(Dataset excerpt)
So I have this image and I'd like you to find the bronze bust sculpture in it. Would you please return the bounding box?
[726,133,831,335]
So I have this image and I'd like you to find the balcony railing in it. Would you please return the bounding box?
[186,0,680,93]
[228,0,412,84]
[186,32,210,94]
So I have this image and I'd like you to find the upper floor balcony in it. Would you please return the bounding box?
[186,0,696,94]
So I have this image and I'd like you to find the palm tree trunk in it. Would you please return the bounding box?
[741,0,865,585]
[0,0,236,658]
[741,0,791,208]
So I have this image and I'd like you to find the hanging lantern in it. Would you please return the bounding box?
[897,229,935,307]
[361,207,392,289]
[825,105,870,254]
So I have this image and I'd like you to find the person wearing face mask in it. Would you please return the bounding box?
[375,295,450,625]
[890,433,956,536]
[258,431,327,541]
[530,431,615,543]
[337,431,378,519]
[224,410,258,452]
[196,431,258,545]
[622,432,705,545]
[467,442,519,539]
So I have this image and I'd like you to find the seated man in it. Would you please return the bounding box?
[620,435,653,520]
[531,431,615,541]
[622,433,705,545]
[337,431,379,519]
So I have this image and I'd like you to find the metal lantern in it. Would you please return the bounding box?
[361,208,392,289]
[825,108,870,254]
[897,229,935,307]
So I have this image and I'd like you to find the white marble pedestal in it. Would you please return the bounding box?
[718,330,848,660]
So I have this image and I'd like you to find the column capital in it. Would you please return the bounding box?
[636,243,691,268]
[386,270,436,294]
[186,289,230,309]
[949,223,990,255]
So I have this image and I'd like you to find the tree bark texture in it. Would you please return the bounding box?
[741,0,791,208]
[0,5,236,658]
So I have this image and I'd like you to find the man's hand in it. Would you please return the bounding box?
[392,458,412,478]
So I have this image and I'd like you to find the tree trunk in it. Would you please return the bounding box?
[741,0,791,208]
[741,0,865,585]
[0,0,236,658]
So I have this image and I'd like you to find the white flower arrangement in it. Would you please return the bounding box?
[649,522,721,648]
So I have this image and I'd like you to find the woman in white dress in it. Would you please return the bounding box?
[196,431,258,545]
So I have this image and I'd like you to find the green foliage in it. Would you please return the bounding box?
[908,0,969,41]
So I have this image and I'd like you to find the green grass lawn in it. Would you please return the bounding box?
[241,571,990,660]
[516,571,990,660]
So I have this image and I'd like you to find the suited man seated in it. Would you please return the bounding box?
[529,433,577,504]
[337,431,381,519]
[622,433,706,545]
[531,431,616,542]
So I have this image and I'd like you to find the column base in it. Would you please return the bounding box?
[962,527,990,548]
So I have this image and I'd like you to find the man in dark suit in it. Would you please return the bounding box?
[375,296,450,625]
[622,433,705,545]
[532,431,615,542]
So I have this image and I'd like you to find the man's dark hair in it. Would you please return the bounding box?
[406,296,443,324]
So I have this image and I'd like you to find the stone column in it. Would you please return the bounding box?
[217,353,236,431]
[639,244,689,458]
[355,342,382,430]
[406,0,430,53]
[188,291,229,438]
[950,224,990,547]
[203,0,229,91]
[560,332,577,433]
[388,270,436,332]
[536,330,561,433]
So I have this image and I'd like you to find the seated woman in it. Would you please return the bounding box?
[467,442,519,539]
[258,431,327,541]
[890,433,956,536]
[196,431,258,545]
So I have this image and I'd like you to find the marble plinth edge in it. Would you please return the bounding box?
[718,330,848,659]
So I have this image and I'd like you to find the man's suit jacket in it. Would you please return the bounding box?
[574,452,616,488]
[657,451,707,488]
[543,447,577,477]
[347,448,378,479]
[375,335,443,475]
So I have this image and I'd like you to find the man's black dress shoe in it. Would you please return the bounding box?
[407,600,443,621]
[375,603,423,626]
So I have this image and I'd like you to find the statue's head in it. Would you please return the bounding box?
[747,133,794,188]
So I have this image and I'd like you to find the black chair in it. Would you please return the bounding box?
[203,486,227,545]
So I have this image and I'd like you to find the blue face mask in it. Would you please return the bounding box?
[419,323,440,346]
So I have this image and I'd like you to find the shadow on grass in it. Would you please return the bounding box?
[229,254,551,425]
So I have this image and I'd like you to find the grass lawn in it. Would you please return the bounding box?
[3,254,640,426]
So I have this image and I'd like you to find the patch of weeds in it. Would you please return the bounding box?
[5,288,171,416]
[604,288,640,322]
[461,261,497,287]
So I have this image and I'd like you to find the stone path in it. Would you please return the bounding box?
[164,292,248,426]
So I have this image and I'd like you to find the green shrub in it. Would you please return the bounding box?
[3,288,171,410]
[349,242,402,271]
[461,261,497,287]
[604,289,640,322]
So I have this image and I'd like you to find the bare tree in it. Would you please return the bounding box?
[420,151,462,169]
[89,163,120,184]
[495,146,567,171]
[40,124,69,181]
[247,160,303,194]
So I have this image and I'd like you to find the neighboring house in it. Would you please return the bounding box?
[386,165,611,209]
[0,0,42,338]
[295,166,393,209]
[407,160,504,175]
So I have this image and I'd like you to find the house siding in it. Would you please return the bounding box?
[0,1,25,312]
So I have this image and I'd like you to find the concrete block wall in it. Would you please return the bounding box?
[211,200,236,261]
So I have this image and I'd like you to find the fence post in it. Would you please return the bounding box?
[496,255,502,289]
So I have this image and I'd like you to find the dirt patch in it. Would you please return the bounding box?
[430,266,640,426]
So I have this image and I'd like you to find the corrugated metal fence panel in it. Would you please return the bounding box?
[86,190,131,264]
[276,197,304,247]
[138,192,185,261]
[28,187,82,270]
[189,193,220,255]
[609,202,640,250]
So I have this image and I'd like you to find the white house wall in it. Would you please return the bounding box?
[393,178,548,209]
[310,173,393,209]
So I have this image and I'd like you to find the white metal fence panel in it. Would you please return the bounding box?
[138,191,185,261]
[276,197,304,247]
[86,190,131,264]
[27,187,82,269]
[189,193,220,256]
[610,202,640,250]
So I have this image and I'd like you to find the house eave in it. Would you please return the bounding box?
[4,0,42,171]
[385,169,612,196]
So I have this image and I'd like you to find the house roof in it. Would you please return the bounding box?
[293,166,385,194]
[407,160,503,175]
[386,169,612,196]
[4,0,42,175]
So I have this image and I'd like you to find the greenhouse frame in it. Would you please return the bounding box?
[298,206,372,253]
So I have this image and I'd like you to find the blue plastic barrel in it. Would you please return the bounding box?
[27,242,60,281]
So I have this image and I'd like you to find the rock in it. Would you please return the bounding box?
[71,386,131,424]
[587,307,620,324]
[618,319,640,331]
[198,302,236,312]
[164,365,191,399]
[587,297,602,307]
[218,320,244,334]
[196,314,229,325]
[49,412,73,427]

Written instruction:
Repeat each record exactly. Omit nothing.

Complete response:
So I have this image and I'd like you to find the bronze bust sculpture in it. Would you please return the bounding box?
[726,133,831,335]
So I have this image and I'd like you to find the balcony railing in it. Would you please return the bounding box?
[186,0,680,93]
[228,0,412,84]
[186,32,210,94]
So I have this image and I'd like you to find the upper floor balcony in it. Would you please return the bounding box?
[186,0,696,94]
So I have this image and I'd like you to find the palm tree trunk in it. Would you please return the bounding box?
[741,0,865,585]
[0,0,236,658]
[741,0,791,208]
So I have this image and I'd like you to find the hanging lantern in it. Would you please return the bounding box?
[897,229,935,307]
[361,207,392,289]
[825,105,870,254]
So I have this image and I'd like you to find the person wearing face mask in it. Would you please return the bounding box?
[375,295,450,625]
[890,433,956,536]
[258,431,327,541]
[530,431,615,543]
[337,431,378,519]
[224,410,258,452]
[196,431,258,545]
[622,432,705,545]
[467,442,519,539]
So I have this image and I'd like you to find the seated man in it. Would you please return the bounding box?
[620,435,653,520]
[531,431,615,541]
[622,433,705,545]
[337,431,379,519]
So I have this image and I'd like you to find the metal lantern in it. Would you please return the bounding box?
[361,208,392,289]
[825,108,870,254]
[897,229,935,307]
So I have this image and I'd like you to find the white marble pedestal in it. Would you please return the bounding box?
[718,330,848,660]
So I have this image and I'd like you to find the column capital in it. Would you please return the bounding box?
[636,243,691,268]
[386,270,436,294]
[186,289,230,309]
[949,223,990,255]
So I have this image and I'd like you to find the tree bark texture in it. Would you please return the bounding box?
[741,0,791,208]
[0,5,236,658]
So I have this image and I'd like you to find the man's hand in it. Would you please return the bounding box?
[392,458,412,478]
So I have this image and I'd like you to find the tree trunk in it. Would you please return the bounding box?
[741,0,791,208]
[741,0,865,585]
[0,0,236,658]
So I have this image and I'd like you to find the white flower arrangement in it. Would you please return the bounding box?
[649,522,721,648]
So I have this image and I'd like you to find the woman in white dress in it. Would you please return the bounding box?
[196,431,258,545]
So I have this image and I'd like you to find the green foliage in it. Would you please return the bounding box?
[908,0,969,41]
So I have this image and I'd like you to find the green grass lawn in it. Would you please return the bounding box?
[241,571,990,660]
[516,571,990,660]
So I have this image and I'd like you to find the suited man seated in it. Would you please return the bounding box?
[529,433,577,504]
[337,431,381,519]
[622,433,706,545]
[531,431,616,542]
So I have this image and I'd like you to find the column base in it. Would you please return the bounding box?
[962,527,990,548]
So I have this image and I'd like you to find the man in dark suit in it. Would you please return the bounding box?
[375,296,450,625]
[622,433,705,545]
[532,431,615,542]
So I have this image and I'd like you to find the man's dark hair in it. Would you please return the bounding box?
[406,296,443,324]
So I have this image and I'd like you to find the stone column in it. Would you please return the bounding box?
[217,353,236,431]
[639,244,689,458]
[355,342,382,430]
[406,0,430,53]
[188,291,229,438]
[950,224,990,547]
[203,0,229,91]
[560,332,577,433]
[388,270,436,332]
[536,330,561,433]
So I have this image and I'd like you to find the seated woman in it. Would you please return the bounding box?
[467,442,519,539]
[258,431,327,541]
[890,433,956,536]
[196,431,258,545]
So I have this image and I'd like you to find the marble plinth edge in it. Would you please return the bounding box?
[718,330,848,659]
So I have this image and I'd like you to find the man's suit jacket in it. Would you please return the bounding box?
[574,452,616,488]
[657,451,707,488]
[543,447,577,477]
[347,448,378,479]
[375,335,443,475]
So I have this image and I'd like you to find the man's black dress shoe in it. Would you please return the bounding box?
[407,600,443,621]
[375,603,423,626]
So I have this image and I'd like you to find the statue's head in it. Would you please return the bounding box?
[747,133,794,188]
So I have this image and I'd like you to find the black chair in it. Would you please return the bounding box?
[203,486,227,545]
So I have this image and I'd like you to find the blue face mask in it. Would you please return the bounding box?
[419,323,440,346]
So I have this image and I'd like you to find the shadow on grass in it. Would you please return the bounding box?
[229,254,551,425]
So I have this image and I'd like you to find the grass lawn in it. Would you please return the bounding box?
[3,254,640,426]
So I have this image and I'd like you to find the patch of weeds in it. Would you please return the bounding box?
[5,288,171,416]
[604,288,640,322]
[461,261,497,287]
So I have this image and I'd like you to find the stone path in it. Would you please return the bounding box?
[164,292,248,426]
So I have this image and I'd like you to find the green shrub in it. Would you please return the bounding box?
[3,288,171,410]
[349,242,402,271]
[461,261,497,287]
[604,289,640,322]
So I have this image and I'd like you to find the bare tree in it. Would you please return the bounding box?
[420,151,462,169]
[89,163,120,184]
[495,146,567,171]
[40,124,69,181]
[247,160,303,194]
So I have this image and I'd like you to find the neighboring house in it. Would you please return the bounding box?
[386,165,611,209]
[0,0,42,338]
[295,166,393,209]
[407,160,504,175]
So I have this image and I'd like you to find the house siding in it. Would you please return the bounding box?
[0,1,25,312]
So I have this image and I'd like you to find the concrete block wall in it. Would you please return the bounding box?
[211,200,236,261]
So I have this image and I'd like you to find the fence post in it. Would you please return the bounding box?
[496,255,502,289]
So I have this image and I'd like you to find the dirt patch in it. Would you please return the bounding box?
[430,266,640,426]
So I have this image and I'd like you to find the corrugated metal fence panel in it. Would you please return the bounding box?
[86,190,131,264]
[276,197,304,247]
[138,192,185,261]
[28,187,82,270]
[189,193,220,255]
[609,202,640,250]
So I have this image and I'd like you to find the white house wall in it. Would you please return the bounding box?
[393,178,548,209]
[310,173,393,209]
So I have this image and I'd like you to find the white metal fence panel in it. Would you please return the bounding box?
[138,191,185,261]
[276,197,304,247]
[86,190,131,264]
[27,187,82,269]
[189,193,220,256]
[610,202,640,250]
So I have this image and I'd like you to find the house eave in it. Would you please return the bounding box?
[4,0,42,171]
[385,169,612,196]
So I have this image and I'd like you to find the house roof in it. Would you please return the bounding box?
[293,166,385,194]
[407,160,503,175]
[386,169,612,196]
[4,0,42,175]
So I have this image and I'd like you to find the greenhouse frame in it. Would you please return the bounding box?
[298,206,372,253]
So I have this image and I'd like you to find the blue plastic barrel in it. Would you please return the bounding box?
[27,242,60,281]
So I have this image and I'd like you to find the rock in it. Would you please return the bounding box?
[71,386,131,424]
[587,307,620,324]
[618,319,640,331]
[198,302,236,312]
[164,365,191,399]
[587,297,602,307]
[218,320,244,334]
[196,314,229,325]
[49,412,73,427]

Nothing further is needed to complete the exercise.